Recast every line of the rows below as a Markdown table with two columns, Line and Text, where Line gives a running line number and Text holds the line itself. Leave out any blank lines.

Records from a point-labeling set:
------------------------
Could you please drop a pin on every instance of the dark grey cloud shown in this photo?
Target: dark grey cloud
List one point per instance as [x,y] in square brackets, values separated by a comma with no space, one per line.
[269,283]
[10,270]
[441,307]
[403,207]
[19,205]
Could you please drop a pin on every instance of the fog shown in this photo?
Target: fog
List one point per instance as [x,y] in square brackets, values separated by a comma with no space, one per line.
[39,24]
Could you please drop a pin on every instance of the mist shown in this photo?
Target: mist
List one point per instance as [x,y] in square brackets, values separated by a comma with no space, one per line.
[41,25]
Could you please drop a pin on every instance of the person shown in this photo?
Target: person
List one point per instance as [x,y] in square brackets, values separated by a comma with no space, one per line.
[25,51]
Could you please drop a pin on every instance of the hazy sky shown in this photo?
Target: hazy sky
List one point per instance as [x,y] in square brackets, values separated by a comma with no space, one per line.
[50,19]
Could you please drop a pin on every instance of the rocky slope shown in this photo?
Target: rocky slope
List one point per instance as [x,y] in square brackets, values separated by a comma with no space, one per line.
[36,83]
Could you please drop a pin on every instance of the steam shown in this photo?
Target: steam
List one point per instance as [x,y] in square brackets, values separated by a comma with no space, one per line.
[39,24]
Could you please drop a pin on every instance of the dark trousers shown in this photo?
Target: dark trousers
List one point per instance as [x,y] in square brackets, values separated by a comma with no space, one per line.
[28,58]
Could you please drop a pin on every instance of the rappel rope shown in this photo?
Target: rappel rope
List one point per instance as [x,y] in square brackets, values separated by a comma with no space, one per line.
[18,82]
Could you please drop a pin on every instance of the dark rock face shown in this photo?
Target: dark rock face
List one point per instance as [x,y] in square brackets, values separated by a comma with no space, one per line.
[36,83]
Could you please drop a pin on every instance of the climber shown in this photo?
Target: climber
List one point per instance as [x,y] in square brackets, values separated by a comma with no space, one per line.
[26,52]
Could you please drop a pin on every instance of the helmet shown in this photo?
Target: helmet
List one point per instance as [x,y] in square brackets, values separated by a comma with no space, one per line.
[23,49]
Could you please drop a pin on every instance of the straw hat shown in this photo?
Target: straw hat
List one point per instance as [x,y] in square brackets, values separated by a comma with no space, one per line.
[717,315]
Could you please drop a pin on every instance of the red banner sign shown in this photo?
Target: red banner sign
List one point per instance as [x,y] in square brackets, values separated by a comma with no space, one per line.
------------------------
WRITTEN RESPONSE:
| Line | Text |
|---|---|
| 1 | Could you please drop a pin on every instance of the dark grey cloud shown in this photo? |
| 2 | Target: dark grey cloud |
| 3 | List one point per instance as [x,y] in square brackets, values separated by a comma with no space, one per line. |
| 4 | [269,283] |
| 5 | [10,270] |
| 6 | [441,307] |
| 7 | [403,207] |
| 8 | [19,205] |
| 9 | Could you please drop a pin on every instance of the fog shown in this photo? |
| 10 | Target: fog |
| 11 | List one point per instance as [x,y] in square brackets, values separated by a comma with no space, one per line. |
| 12 | [39,24] |
| 13 | Could you please drop a pin on every instance of the mist shown in this photo? |
| 14 | Target: mist |
| 15 | List one point per instance as [x,y] in square brackets, values separated by a comma with no space, one per line. |
| 16 | [41,25] |
| 17 | Could you please drop a pin on every instance of the person shown in this photo? |
| 18 | Target: person |
| 19 | List one point per instance as [x,y] in square brackets, values separated by a comma with no space, one per line. |
| 20 | [25,51] |
| 21 | Could you please drop a pin on every instance of the hazy sky shown in this photo? |
| 22 | Target: hazy sky |
| 23 | List one point per instance as [x,y] in square brackets, values separated by a comma with no space, one per line. |
| 24 | [50,19] |
| 25 | Could you please drop a pin on every instance of the rocky slope shown in this photo? |
| 26 | Target: rocky slope |
| 27 | List one point per instance as [x,y] in square brackets, values separated by a comma with no space, one per line. |
| 28 | [36,83] |
| 29 | Could you please drop a pin on every instance of the steam shown in this photo? |
| 30 | Target: steam |
| 31 | List one point per instance as [x,y] in square brackets, values separated by a comma with no space, one per line. |
| 32 | [39,24] |
| 33 | Could you please drop a pin on every instance of the dark trousers shown in this photo? |
| 34 | Target: dark trousers |
| 35 | List one point per instance as [x,y] in square brackets, values separated by a comma with no space, one per line. |
| 36 | [28,58] |
| 37 | Could you please drop a pin on every instance of the rappel rope shown in this photo? |
| 38 | Target: rappel rope |
| 39 | List one point per instance as [x,y] in square brackets, values separated by a comma with no space, one per line. |
| 40 | [18,82] |
| 41 | Could you please drop a pin on every instance of the dark rock face shown in this photo? |
| 42 | Target: dark rock face |
| 43 | List one point per instance as [x,y] in square brackets, values separated by a comma with no space, one per line. |
| 44 | [36,83] |
| 45 | Could you please drop a pin on every instance of the climber shown in this photo? |
| 46 | Target: climber |
| 47 | List one point per instance as [x,y] in square brackets, values separated by a comma with no space, one per line. |
| 48 | [26,52] |
| 49 | Could you please drop a pin on every instance of the helmet shown in this photo? |
| 50 | Target: helmet |
| 51 | List one point per instance as [x,y] in square brackets, values separated by a comma with no space, one per line. |
| 52 | [23,49] |
| 53 | Could you please drop a pin on every instance of the straw hat shown in this photo? |
| 54 | Target: straw hat |
| 55 | List one point per instance as [x,y] in square brackets, values separated by a comma with no space, one per line. |
| 56 | [717,315] |
| 57 | Could you please drop a pin on every instance of the red banner sign shown in this photo? |
| 58 | Target: red banner sign |
| 59 | List one point per instance as [x,y] in square brackets, values separated by a comma with no space, one per line. |